Knut André Skjærstein

Personal information
- Full name: Knut André Søyland Skjærstein
- Date of birth: 6 July 1995 (age 30)
- Height: 1.90 m (6 ft 3 in)
- Position: Goalkeeper

Team information
- Current team: Strømmen
- Number: 1

Youth career
- –2013: Kolbotn
- 2014: Follo

Senior career*
- Years: Team / Apps / (Gls)
- 2014–2017: Follo / 53 / (0)
- 2018–2021: KFUM / 71 / (0)
- 2021–2023: Lillestrøm / 4 / (0)
- 2023: → Egersund (loan) / 9 / (0)
- 2024: Egersund / 18 / (0)
- 2025: Kristiansund / 6 / (0)
- 2026–: Strømmen / 1 / (0)

= Knut André Skjærstein =

Norwegian footballer (born 1995)

Knut André Skjærstein (born 6 July 1995) is a Norwegian footballer who plays as a goalkeeper for Strømmen IF.

==Career==
He hails from Kolbotn and played for Kolbotn until the age of 19. He then joined the umbrella team in the region, Follo FK, where he made his senior debut in September 2014. In 2018 he moved on to promotion chasers in the 2. divisjon, KFUM. The team won promotion and established themselves in the 1. divisjon.

In January 2020 he was on trial with Eliteserien team Aalesund. He was eventually signed to the first tier by Lillestrøm SK in August 2021.

He made his Eliteserien debut in September 2021 against Brann. However he did not break through and was loaned out to Egersund in 2023. After they secured promotion to the 2024 1. divisjon, the move was made permanent. He was their first-choice goalkeeper until a blood clot hospitalized him and halted his career.

He was released and spent the first half of 2025 without a club. In June 2025, he was picked up by Eliteserien club Kristiansund BK who faced a crisis with their existing goalkeepers being injured. He made his KBK debut against Rosenborg. Then, in the 2025 cup tie against Stabæk, Skjærstein became the "hero" by saving two efforts in the penalty shootout. After Kristiansund's other goalkeepers returnd from injury, Skjærstein moved on and signed for Strømmen in 2026.

- Material provided:
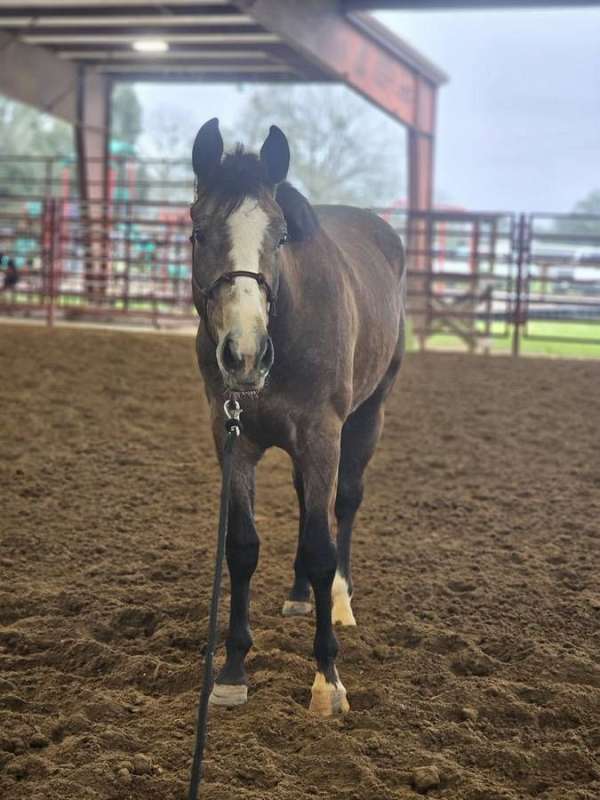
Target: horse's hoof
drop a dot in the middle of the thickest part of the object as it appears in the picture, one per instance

---

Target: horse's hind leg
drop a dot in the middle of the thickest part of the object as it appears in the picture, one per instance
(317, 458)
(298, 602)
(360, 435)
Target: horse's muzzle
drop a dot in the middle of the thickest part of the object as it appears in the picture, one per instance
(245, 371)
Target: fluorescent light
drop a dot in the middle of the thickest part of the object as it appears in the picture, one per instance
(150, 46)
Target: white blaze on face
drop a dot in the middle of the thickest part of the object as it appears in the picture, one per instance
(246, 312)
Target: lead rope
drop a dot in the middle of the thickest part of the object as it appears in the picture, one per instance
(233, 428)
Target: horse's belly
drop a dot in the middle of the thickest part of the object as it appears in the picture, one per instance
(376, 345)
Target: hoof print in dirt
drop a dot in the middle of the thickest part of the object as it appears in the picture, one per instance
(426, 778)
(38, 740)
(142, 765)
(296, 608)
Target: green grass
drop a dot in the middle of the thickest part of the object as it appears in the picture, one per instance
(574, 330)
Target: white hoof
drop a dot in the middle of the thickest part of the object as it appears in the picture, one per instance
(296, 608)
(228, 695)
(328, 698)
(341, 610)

- Problem details:
Return, word for word, the stretch of the Knut André Skjærstein article from "- 2026–: Strømmen" through "in August 2021.".

- Result of this exercise:
- 2026–: Strømmen / 1 / (0)

= Knut André Skjærstein =

Norwegian footballer (born 1995)

Knut André Skjærstein (born 6 July 1995) is a Norwegian footballer who plays as a goalkeeper for Strømmen IF.

==Career==
He hails from Kolbotn and played for Kolbotn until the age of 19. He then joined the umbrella team in the region, Follo FK, where he made his senior debut in September 2014. In 2018 he moved on to promotion chasers in the 2. divisjon, KFUM. The team won promotion and established themselves in the 1. divisjon.

In January 2020 he was on trial with Eliteserien team Aalesund. He was eventually signed to the first tier by Lillestrøm SK in August 2021.